→ ABOUT THIS TASK: Write the next part of the section on explainability tools and their limits, starting right after its final sentence.

→ TEXT SEGMENT:
'''

Captum (PyTorch): Meta's comprehensive attribution library. Provides integrated gradients, SHAP, DeepLIFT, GradCAM, and other methods. Works with any PyTorch model, including transformers.
BertViz (Jesse Vig): Interactive attention visualization for any Hugging Face transformer. Supports head view (individual attention heads), model view (all heads at once), and neuron view (how individual neurons contribute to attention).
Ecco: An interactive library for exploring language model internals, including logit lens analysis, neuron activation analysis, and input saliency maps. Built by Jay Alammar, who also wrote the famous “The Illustrated Transformer” blog post.
TransformerLens: Neel Nanda's library for mechanistic interpretability research. While primarily an interpretability tool (discussed in depth in Chapter 10), it also provides logit lens, attention pattern analysis, and activation caching that are useful for explainability work.
LLM Transparency Tool (Meta FAIR): A web interface for interactively exploring how information flows through transformer layers, including contribution analysis and logit lens.

The Illustrated Transformer

If you have not read Jay Alammar's “The Illustrated Transformer” blog post, stop everything and go read it. It remains the single best visual explanation of the transformer architecture ever written. Alammar later wrote illustrated guides to GPT-2, BERT, and other models. His Ecco library extends this visual approach to interactive exploration.

11.7 The Limits of Explainability

Explainability is necessary but not sufficient. Even the best feature attribution map cannot tell you how the model combines those features to produce an output. Knowing that tokens “France” and “capital” were important for predicting “Paris” does not explain the computation that retrieved this fact from the model's parameters.

This is why explainability and interpretability are complementary, not competing, approaches. Explainability tells you what mattered. Interpretability (Chapter 10) tells you how it was processed. Together, they form a more complete understanding of model behavior.

'''

(Point localization data)
'''

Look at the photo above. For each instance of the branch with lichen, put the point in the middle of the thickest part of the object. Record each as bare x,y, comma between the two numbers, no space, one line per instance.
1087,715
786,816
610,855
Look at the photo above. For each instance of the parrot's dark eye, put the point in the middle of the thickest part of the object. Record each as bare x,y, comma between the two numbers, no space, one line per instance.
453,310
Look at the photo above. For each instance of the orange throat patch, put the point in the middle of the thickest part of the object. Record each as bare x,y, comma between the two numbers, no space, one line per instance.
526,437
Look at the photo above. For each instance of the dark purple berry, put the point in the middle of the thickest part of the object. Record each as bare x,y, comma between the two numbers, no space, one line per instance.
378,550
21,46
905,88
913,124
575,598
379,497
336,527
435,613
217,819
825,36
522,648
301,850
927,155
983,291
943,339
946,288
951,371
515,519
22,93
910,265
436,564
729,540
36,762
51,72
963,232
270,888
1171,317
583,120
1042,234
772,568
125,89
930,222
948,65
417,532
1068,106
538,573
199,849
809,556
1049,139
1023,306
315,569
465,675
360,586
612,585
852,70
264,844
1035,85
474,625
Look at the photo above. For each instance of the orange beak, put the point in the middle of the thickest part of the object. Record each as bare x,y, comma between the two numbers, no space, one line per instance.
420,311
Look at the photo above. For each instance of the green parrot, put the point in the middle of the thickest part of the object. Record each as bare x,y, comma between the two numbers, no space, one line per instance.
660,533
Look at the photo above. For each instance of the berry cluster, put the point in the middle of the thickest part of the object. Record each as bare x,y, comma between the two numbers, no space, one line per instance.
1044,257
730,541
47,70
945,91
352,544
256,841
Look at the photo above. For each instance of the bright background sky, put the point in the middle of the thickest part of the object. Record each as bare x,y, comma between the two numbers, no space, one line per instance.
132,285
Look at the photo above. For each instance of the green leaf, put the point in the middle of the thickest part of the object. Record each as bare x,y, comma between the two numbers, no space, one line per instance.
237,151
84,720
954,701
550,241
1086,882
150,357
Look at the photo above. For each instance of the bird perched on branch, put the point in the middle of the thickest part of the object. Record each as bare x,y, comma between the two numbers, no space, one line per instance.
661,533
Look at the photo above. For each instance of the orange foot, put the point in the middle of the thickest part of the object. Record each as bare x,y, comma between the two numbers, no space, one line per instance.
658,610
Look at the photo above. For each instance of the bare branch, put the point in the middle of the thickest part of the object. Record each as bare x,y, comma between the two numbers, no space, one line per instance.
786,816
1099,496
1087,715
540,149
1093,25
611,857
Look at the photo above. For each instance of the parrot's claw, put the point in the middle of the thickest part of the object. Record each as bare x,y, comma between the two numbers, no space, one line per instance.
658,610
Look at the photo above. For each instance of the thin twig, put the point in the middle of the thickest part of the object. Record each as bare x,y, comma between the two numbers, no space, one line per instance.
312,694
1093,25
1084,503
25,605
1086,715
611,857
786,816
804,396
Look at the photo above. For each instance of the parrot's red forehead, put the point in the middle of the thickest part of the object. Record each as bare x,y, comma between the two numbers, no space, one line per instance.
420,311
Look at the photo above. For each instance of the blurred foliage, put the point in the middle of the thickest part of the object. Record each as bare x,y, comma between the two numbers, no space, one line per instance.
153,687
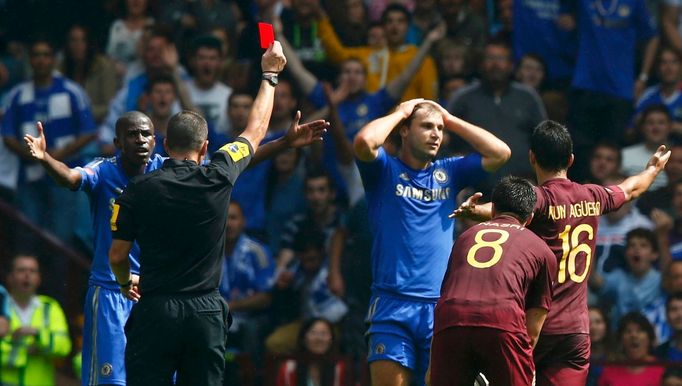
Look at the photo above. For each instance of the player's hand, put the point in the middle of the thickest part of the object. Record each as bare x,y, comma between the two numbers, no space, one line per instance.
659,159
37,145
305,134
406,108
336,284
273,59
132,292
663,222
467,208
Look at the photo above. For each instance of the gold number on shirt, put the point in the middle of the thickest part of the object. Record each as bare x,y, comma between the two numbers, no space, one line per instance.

'''

→ YOUR RESPONSE:
The field is rapidly evolving. As models grow larger and more capable, and as regulatory requirements tighten, explainability is transitioning from a research curiosity to a practical necessity. The tools and techniques in this chapter are your starting point.

11.8 Exercises

Load GPT-2 from Hugging Face and use BertViz to visualize its attention patterns on a few sentences. Can you find heads that consistently attend to syntactic relationships (e.g., subject-verb, adjective-noun)? Can you find heads that attend to positional patterns regardless of content?
Apply the logit lens to GPT-2 or Pythia (using TransformerLens) on the prompt “The Eiffel Tower is located in the city of.” At which layer does the model first start predicting “Paris”? How does the prediction distribution evolve through the layers?
Use Captum to compute integrated gradients for a BERT sentiment classifier on a movie review. Compare the token importance scores with the attention weights. Do they agree? Where do they disagree, and what might that tell you?
Write a prompt that elicits chain-of-thought reasoning from an LLM, then deliberately modify the chain-of-thought to contain an error while keeping the final answer correct. Does the model notice the inconsistency when you ask it to verify its own reasoning?
Take a factual question like “What is the capital of Australia?” and use SHAP to determine which tokens in the question most influence the answer. Then rephrase the question five different ways and see how the attributions change. Are the explanations stable across rephrasings?

References

Lundberg, Scott M., and Su-In Lee. 2017. “A Unified Approach to Interpreting Model Predictions.” Advances in Neural Information Processing Systems 30.

Ribeiro, Marco Tulio, Sameer Singh, and Carlos Guestrin. 2016. “‘Why Should I Trust You?’: Explaining the Predictions of Any Classifier.” arXiv Preprint arXiv:1602.04938.

Vaswani, Ashish, Noam Shazeer, Niki Parmar, et al. 2017. “Attention Is All You Need.” Advances in Neural Information Processing Systems.

Wei, Jason, Xuezhi Wang, Dale Schuurmans, et al. 2022. “Chain-of-Thought Prompting Elicits Reasoning in Large Language Models.” arXiv Preprint arXiv:2201.11903.

Wiegreffe, Sarah, and Yuval Pinter. 2019. “Attention Is Not Not Explanation.” arXiv Preprint arXiv:1908.04626.